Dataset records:
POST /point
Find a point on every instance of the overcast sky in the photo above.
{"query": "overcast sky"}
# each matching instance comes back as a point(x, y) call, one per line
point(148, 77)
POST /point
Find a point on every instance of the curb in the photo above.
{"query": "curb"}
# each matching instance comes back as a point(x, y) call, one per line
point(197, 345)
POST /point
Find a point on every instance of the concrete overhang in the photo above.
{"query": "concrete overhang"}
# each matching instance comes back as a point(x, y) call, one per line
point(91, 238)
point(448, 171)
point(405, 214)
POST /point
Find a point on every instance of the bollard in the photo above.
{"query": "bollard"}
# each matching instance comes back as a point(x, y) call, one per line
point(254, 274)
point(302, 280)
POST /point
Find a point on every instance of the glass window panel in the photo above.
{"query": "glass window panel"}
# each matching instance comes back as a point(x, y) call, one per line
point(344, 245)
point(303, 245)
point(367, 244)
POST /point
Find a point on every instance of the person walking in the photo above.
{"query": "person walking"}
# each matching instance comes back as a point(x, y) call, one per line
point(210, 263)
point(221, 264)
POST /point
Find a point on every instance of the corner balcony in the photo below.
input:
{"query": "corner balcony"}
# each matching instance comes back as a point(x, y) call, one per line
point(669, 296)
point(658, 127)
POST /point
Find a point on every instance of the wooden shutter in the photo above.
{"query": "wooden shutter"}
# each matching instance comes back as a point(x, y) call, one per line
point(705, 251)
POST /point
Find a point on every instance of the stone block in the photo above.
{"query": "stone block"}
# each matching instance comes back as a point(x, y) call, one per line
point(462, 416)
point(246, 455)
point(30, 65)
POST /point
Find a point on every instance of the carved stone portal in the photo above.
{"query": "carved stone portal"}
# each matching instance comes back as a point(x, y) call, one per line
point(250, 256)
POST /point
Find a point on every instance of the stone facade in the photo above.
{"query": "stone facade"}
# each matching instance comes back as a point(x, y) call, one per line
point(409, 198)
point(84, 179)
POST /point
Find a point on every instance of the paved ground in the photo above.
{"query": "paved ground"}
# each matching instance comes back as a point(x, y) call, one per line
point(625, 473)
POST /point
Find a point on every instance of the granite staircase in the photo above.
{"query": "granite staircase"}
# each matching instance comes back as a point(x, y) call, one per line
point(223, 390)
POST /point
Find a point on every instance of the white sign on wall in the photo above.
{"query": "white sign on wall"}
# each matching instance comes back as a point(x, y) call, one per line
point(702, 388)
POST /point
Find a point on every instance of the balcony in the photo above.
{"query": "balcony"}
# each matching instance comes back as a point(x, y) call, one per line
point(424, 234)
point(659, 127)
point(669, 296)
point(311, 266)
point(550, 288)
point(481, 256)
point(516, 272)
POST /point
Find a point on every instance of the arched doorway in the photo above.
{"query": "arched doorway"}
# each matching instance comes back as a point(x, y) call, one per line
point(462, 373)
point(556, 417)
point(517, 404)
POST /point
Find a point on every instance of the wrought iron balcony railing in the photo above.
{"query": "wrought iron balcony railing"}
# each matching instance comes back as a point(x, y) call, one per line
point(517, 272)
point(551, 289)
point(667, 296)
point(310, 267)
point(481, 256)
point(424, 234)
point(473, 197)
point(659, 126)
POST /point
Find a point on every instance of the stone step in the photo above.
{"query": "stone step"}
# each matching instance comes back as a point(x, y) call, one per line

Exercise brief:
Please rewrite all of the records above, replacing "Find a point on" with "Mark a point on" wherever it occurs and leaving everything else unchanged.

Solution:
POST /point
Mark a point on every instance of the overcast sky in the photo above.
{"query": "overcast sky"}
# each matching instance comes back as a point(x, y) call, one per line
point(148, 77)
POST /point
Mark a point on every instance of the curb in the photo above.
{"query": "curb"}
# each matching instance comes back as a point(x, y) call, one per line
point(197, 345)
POST /point
Mark a point on every instance of the concrete overhang in the photo above.
{"query": "concrete overhang"}
# each matching instance comes back as a point(x, y) call, one per line
point(91, 238)
point(448, 171)
point(405, 214)
POST /point
Mark a point on every instance of the bollard in the photo above.
{"query": "bollard"}
# each matching instance comes back as a point(x, y) call, one per line
point(254, 274)
point(302, 280)
POST /point
Mark a point on every instance of the glass window panel in the photo above.
{"query": "glass window panel"}
# each matching instance comes back as a point(x, y) call, one per line
point(344, 245)
point(303, 245)
point(367, 244)
POST /point
Mark a point on every instance of the person walking in the photo above.
{"query": "person walking"}
# each matching instance comes back as a point(x, y) call, one per line
point(210, 263)
point(221, 264)
POST /point
Mark a point on every instance of the corner balcony in the photo below.
input:
{"query": "corner balcony"}
# each matching instance comes back as a point(x, y) call, one per line
point(669, 296)
point(658, 127)
POST /point
Mark a point on every instance of the wooden shutter in the photo above.
{"query": "wooden shutter"}
# each matching instance comes back as a point(x, y) call, one per line
point(705, 251)
POST /point
Mark a point on every instance of the stone block in the photo above.
{"query": "stone block"}
# each matching instance comes back as a point(x, y) call, one per line
point(462, 416)
point(246, 455)
point(30, 65)
POST /point
Mark a point on every instance of the carved stone portal in the photo above.
{"query": "carved stone portal"}
# each matching instance comes back as a point(x, y) call, one per line
point(250, 256)
POST /point
Mark a point on every instance of the stone facade in the photo above.
{"query": "stone facade"}
# each matching instance comes back as a point(x, y) call, one per line
point(409, 198)
point(84, 179)
POST /point
Mark a point on every instance of the paved ground in the photo above.
{"query": "paved ground"}
# each matching instance comes back as a point(x, y) call, one per line
point(625, 473)
POST /point
Mark a point on every instance of the granite staircase in the photo above.
{"query": "granite staircase"}
# each matching instance comes back as a point(x, y) call, one per line
point(223, 390)
POST /point
Mark a point on every instance of the white sign on wall in the photo above.
{"query": "white sign on wall"}
# each matching instance comes back as a point(x, y) call, one per line
point(702, 388)
POST /point
Mark a point on every instance of the balcony in the photo above.
{"query": "balcony"}
# each matching instance comes back as a point(x, y) call, one per line
point(424, 234)
point(659, 127)
point(669, 296)
point(311, 266)
point(550, 288)
point(481, 256)
point(516, 272)
POST /point
Mark a point on every instance of the arched doorway in the photo above.
{"query": "arched doorway"}
# each matching instance comes back as a point(x, y) call, one per line
point(462, 373)
point(556, 417)
point(517, 404)
POST /point
Mark a point on every instance of the wrought iron balcony railing in the photo above.
{"query": "wrought iron balcony railing"}
# each matching instance comes back as a point(x, y) call, one per line
point(517, 272)
point(551, 289)
point(667, 296)
point(310, 267)
point(481, 256)
point(424, 234)
point(473, 197)
point(659, 126)
POST /point
Mark a point on every instance of the stone step in the photo above.
{"query": "stone step"}
# each matching instance comes back as a point(x, y) call, one per line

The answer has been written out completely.